** EXTRACT **
-- -- --
The trustee liquidating the Bernard Madoff Ponzi scheme under the Securities Investor Protection Act won an appellate victory in Manhattan District Court upholding the bankruptcy court-approved method for calculating customers’ claims involving inter-account transfers.

In his 53-page opinion on Jan. 14, District Judge Paul A. Engelmayer said that the approach proposed by Madoff trustee Irving Picard was the “only method” consistent with the Second Circuit’s so-called net equity opinion in 2011. Judge Engelmayer’s decision upheld the trustee’s methodology in objecting to more than 400 customer claims.

Madoff pretended to be investing customers’ funds by purchasing securities. In reality, he never purchased a single share of stock. Consequently, all the profits shown on customers’ account statements were fictitious.

In the 2011 net equity decision, the Second Circuit upheld the trustee and ruled that a customer’s proper claim must ignore the account statements. Instead, each allowed claim equals the customer’s cash investment less amounts withdrawn, thus ignoring fictitious profits.

The 2011 decision did not address the method to employ when a customer transferred money from one Madoff account to another. Would the recipient’s account reflect fictitious profits in the transferor’s account?

Bankruptcy Judge Stuart M. Bernstein held in December 2014 that Picard must follow the circuit’s net equity decision in fixing the amount of a transferee’s claim. Consequently, a transferee would get credit for a transfer only to the extent that the transferor had a surplus of cash deposits in excess of withdrawals.
-- -- --
** DATASET **
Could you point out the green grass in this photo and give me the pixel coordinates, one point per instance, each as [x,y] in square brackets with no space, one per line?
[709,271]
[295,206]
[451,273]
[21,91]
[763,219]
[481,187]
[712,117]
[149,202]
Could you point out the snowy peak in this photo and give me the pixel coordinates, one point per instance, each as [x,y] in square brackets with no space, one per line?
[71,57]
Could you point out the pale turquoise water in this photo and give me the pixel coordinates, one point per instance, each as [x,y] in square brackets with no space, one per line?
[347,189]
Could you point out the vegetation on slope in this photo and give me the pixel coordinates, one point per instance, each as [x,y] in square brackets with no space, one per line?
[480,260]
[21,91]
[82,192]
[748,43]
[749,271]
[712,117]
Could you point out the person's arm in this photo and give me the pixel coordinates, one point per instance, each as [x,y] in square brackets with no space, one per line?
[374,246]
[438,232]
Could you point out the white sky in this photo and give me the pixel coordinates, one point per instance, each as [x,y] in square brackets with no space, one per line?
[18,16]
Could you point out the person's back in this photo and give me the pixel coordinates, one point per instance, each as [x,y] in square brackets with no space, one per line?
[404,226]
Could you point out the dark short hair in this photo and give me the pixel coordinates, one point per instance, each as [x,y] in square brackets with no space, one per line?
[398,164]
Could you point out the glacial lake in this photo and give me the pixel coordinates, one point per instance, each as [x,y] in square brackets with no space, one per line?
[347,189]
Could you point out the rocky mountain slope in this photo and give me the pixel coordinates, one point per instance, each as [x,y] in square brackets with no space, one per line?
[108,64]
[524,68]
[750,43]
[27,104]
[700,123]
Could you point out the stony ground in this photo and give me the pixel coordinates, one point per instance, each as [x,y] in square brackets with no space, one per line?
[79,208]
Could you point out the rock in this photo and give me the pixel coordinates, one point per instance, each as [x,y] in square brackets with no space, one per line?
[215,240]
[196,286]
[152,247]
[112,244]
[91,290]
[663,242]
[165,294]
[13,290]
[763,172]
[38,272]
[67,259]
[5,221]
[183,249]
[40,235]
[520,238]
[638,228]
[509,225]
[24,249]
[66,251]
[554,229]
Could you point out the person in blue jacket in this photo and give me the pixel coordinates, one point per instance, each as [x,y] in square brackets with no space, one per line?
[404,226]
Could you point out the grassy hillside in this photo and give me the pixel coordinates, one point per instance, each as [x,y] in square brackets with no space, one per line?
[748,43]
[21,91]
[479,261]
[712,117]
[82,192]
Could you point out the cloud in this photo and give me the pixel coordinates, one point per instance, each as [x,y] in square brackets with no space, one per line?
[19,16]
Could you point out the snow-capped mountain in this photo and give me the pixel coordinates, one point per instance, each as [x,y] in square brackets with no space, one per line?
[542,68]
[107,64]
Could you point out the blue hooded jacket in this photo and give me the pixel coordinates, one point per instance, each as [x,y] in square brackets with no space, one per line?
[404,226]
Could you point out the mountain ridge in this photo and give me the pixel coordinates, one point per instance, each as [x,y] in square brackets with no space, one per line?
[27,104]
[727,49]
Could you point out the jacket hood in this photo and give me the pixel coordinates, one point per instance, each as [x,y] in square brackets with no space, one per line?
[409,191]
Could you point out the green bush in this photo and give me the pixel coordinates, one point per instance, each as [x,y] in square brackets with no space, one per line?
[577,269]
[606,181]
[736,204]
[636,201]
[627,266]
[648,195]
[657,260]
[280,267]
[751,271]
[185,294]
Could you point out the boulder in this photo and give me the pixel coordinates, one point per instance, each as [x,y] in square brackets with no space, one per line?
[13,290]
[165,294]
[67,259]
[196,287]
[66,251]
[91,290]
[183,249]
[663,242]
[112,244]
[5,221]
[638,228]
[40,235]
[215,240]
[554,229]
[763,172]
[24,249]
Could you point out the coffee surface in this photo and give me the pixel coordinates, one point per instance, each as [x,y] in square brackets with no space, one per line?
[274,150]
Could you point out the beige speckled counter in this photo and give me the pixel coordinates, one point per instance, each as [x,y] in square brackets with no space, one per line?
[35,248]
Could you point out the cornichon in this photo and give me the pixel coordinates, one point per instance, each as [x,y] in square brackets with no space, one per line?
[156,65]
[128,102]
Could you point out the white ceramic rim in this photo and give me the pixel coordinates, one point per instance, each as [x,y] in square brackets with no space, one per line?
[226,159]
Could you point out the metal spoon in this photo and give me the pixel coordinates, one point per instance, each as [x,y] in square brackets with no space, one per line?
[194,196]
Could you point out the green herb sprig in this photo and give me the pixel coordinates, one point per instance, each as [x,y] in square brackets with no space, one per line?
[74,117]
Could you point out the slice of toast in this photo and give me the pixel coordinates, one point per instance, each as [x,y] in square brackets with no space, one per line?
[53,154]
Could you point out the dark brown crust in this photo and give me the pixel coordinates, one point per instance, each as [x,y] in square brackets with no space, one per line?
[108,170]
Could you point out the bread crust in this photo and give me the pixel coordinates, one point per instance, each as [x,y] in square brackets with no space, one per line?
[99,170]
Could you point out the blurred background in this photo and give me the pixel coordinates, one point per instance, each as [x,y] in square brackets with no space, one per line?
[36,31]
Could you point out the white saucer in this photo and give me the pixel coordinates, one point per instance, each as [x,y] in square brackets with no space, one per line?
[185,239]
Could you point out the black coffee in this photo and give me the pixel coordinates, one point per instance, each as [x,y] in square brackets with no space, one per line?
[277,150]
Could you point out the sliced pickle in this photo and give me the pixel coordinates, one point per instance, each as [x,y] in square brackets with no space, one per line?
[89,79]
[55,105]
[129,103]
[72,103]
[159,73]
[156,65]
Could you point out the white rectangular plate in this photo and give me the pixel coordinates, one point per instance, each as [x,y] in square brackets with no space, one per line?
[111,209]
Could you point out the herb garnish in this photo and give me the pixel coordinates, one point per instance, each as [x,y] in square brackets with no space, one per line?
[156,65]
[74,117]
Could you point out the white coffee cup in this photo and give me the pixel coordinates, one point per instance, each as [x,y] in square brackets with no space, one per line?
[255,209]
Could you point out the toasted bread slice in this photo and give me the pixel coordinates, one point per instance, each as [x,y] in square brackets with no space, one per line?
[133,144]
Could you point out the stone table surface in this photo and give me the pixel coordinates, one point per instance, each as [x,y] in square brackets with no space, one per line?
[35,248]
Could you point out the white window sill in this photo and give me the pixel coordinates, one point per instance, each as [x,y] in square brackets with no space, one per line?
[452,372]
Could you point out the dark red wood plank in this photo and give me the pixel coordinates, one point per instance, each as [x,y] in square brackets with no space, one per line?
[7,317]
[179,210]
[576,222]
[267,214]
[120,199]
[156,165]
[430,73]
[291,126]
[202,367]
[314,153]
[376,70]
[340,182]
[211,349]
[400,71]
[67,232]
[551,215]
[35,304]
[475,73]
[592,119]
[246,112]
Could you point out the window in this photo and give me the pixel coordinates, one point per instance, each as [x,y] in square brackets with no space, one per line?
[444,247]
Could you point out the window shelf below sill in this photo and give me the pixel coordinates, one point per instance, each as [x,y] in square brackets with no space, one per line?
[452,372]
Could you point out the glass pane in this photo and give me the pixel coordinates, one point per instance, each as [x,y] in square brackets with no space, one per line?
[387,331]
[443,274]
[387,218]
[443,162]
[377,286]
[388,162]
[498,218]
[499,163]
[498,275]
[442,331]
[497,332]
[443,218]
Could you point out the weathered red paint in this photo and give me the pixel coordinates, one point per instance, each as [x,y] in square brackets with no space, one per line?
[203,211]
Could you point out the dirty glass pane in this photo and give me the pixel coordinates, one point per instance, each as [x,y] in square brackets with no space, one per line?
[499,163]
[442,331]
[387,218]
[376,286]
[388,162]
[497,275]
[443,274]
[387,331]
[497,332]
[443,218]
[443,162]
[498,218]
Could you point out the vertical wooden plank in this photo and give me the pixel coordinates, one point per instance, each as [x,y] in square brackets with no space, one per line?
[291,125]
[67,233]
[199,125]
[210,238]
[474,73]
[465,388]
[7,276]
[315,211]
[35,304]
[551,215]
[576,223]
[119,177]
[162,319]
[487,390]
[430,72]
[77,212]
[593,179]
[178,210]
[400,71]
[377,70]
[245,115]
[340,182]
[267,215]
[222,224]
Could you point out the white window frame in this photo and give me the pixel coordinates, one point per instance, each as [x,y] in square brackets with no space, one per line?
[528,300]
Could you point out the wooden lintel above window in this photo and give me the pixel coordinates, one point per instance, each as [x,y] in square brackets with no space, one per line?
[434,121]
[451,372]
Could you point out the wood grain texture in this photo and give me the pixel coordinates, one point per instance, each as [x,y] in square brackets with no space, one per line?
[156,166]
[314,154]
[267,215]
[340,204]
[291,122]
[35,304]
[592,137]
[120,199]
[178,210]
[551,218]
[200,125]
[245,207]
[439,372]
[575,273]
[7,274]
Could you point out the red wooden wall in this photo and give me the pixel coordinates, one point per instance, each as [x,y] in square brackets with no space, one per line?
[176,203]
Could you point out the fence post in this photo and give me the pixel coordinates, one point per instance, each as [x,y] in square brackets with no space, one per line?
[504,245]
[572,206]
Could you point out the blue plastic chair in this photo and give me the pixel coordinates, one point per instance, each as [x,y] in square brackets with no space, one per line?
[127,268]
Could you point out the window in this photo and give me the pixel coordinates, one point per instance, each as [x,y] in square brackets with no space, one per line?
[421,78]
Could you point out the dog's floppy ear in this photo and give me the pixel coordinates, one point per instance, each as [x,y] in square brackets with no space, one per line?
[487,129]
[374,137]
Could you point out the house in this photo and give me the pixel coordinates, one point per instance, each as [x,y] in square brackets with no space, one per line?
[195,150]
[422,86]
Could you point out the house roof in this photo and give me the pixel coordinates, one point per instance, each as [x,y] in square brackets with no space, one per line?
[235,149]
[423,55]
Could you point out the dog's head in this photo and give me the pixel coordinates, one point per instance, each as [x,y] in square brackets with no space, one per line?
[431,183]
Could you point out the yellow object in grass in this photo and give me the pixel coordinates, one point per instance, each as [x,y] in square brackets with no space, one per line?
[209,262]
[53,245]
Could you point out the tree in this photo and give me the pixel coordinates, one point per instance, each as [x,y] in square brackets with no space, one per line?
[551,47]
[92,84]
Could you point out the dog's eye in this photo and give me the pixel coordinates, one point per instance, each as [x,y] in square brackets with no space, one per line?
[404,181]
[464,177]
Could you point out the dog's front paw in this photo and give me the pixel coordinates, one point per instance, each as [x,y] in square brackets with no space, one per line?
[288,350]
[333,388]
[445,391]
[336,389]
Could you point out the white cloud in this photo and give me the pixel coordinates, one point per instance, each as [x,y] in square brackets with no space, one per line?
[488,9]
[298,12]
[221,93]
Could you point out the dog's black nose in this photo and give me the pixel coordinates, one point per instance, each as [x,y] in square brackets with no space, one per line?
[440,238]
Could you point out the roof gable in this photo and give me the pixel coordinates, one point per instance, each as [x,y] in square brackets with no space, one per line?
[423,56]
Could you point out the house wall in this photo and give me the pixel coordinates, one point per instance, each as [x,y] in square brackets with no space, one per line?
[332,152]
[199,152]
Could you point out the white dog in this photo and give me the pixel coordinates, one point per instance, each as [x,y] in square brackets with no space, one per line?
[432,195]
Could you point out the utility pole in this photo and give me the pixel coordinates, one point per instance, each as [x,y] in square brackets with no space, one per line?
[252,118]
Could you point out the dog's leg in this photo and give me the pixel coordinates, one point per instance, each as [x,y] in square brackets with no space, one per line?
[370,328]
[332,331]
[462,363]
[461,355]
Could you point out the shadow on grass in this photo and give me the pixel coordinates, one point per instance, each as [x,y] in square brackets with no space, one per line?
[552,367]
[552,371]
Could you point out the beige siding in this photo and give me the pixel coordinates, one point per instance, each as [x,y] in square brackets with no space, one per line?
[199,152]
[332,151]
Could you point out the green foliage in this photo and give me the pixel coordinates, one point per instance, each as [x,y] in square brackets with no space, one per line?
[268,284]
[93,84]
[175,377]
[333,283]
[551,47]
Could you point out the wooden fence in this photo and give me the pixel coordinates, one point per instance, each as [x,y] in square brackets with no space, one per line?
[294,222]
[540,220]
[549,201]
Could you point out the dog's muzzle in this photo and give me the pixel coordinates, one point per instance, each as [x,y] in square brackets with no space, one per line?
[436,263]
-- -- --
** PROMPT A **
Condense the paragraph of the Madoff article beginning "In the 2011 net equity decision" into a short bulleted list that keeps its main facts.
** PROMPT B **
According to the Madoff article, Judge Engelmayer's decision upheld the trustee's methodology in objecting to how many customer claims?
** PROMPT C **
Continue the Madoff article from the point where it stops.
The records have no connection to the Madoff article.

** EXPECTED ANSWER A **
- The Second Circuit upheld the trustee in its 2011 net equity decision.
- A customer's proper claim must ignore the account statements.
- Each allowed claim equals the customer's cash investment minus amounts withdrawn.
- Fictitious profits are therefore left out.

** EXPECTED ANSWER B **
More than 400 customer claims.

** EXPECTED ANSWER C **
Judge Engelmayer explained how the trustee’s method could dramatically affect the amount of a transferee’s allowed claim. One customer, for example, would have had a valid claim for almost $300,000 if fictitious profits in the transferor’s account were counted. Under the methodology he upheld, that customer has no allowed claim.

The Jan. 14 opinion was lengthy because the judge was compelled to knock down a plethora of arguments urged by the customers, including a contention that honoring the net equity opinion would violate the U.S. Constitution.

When the liquidation began in December 2008, there was little hope for recovery by defrauded creditors at the time owed $20 billion, because Madoff had no securities on hand to back up customers’ accounts. Through lawsuits and settlements, Picard has taken in almost $11 billion.

Picard’s most recent distribution of almost $1.2 billion in December brought customers’ total recoveries to 57%. He has distributed $9.2 billion and is holding reserves of more than $2.1 billion, which will ultimately also go to customers. Customers with claims of $1.16 million or less have been paid in full.

Everything Picard collects goes to customers because the Securities Investor Protection Corp. covers administrative costs, which therefore do not come out of customers’ recoveries.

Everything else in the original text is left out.